(Excerpts from a point labeling dataset)
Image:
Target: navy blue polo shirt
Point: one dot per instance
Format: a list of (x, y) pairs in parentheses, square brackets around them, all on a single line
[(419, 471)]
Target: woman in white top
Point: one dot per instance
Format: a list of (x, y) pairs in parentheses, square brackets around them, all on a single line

- _OBJECTIVE_: Pull out every row above and reproduce each one verbatim, line for line.

- _WORKED ANSWER_:
Image:
Target: navy blue polo shirt
Point: one dot per instance
Format: a list of (x, y) pairs in parentheses, square brackets around them, all on a single line
[(419, 471)]
Target: woman in white top
Point: one dot per instance
Format: a list of (x, y) pairs in parentheses, square brackets around them, all on a single line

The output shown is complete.